* Selected text:
########

This summer saw the enactment of the Bribery Act 2010, a wide-reaching Act of Parliament passed in an attempt to stamp out bribery and corruption in the UK and beyond.  The Act sets out various criminal offences, including bribing another person and receiving a bribe.

So where is the line between generosity and a bribe?  How can you be sure you are not falling foul of the law when you hand over or receive a gift?

According to the Act, a bribe involves offering, promising or giving a financial (or other) advantage to a person to perform a “relevant function or activity” improperly.  Relevant functions or activities include functions of a public nature and activities performed in the course of employment.  So offering a traffic warden a bottle of wine to ignore the fact your car is parked illegally would constitute a bribe!

This seems fairly self-explanatory.  However, what if you were to offer a client a free lunch in return for retaining business? This involves offering an advantage to another person in the course of employment, with a view to inducing that person to choose you over your competitors.  Is this a bribe under the Act?

########

* Collected data entries:

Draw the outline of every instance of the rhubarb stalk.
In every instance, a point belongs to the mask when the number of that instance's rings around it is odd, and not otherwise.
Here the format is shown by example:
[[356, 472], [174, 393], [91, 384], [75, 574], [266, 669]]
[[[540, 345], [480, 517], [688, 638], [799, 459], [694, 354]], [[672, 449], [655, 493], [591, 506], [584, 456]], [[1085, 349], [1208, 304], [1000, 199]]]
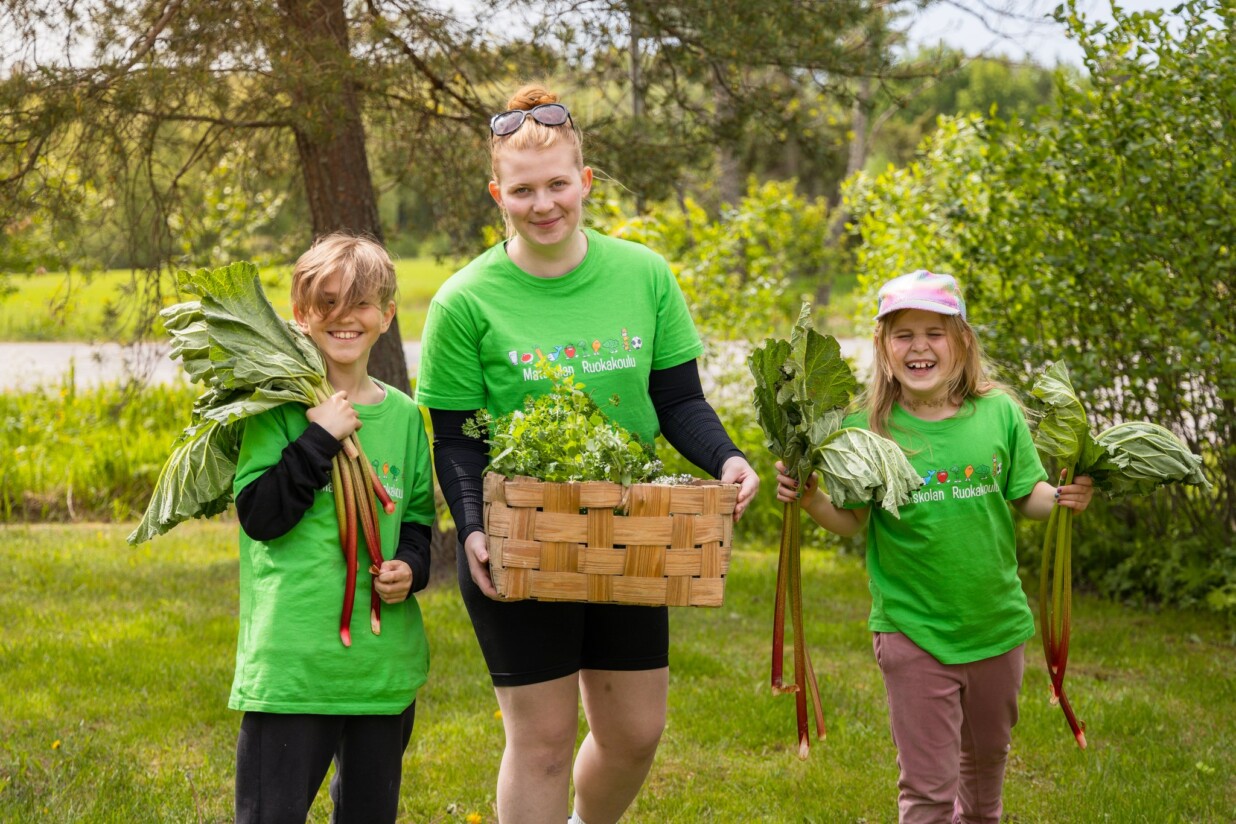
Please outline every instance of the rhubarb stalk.
[[[1060, 473], [1060, 483], [1073, 482], [1073, 468]], [[1051, 593], [1051, 595], [1048, 595]], [[1059, 704], [1073, 738], [1086, 746], [1085, 724], [1078, 720], [1064, 694], [1064, 671], [1069, 660], [1069, 631], [1073, 620], [1073, 510], [1056, 504], [1043, 536], [1043, 563], [1038, 577], [1038, 612], [1043, 655], [1051, 676], [1051, 702]]]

########

* Problems to work on:
**A)** According to the piece on the Bribery Act 2010, why would offering a traffic warden a bottle of wine to ignore an illegally parked car count as a bribe? Answer in one to three sentences.
**B)** Carry on the piece about the Bribery Act 2010 from its final sentence.

* Your responses:
**A)** Under the Act, a bribe involves offering a financial or other advantage to a person so that they perform a "relevant function or activity" improperly. Relevant functions include those of a public nature. The wine is an advantage offered to get the warden to carry out such a function improperly by ignoring the illegal parking.

**B)**
Technically, it could be. However, the Government has made it clear that hospitality which is proportionate and reasonable in the circumstances is generally acceptable.

Other important points to bear in mind are as follows.  First, any person with a close connection to the UK (i.e. a British citizen) can be guilty of an offence under the Act no matter where in the world the bribery took place.  So if you offer money to a bus conductor in Outer Mongolia in the hope you will get a good seat, you could potentially be guilty of a criminal offence under UK law.

Second, “commercial organisations” or businesses now have to be extremely careful.  Commercial organisations will be guilty of a criminal offence if any person bribes another on the organisation’s behalf.  However, if the commercial organisation can prove it had “adequate procedures” in place to prevent bribery and corruption then it can defend any prosecution.  Adequate procedures include ensuring staff members are trained appropriately.

If found guilty of an offence under the Act, individuals face up to ten years’ imprisonment and an unlimited fine, so you should be careful to ensure that the line between generosity and bribery is not crossed!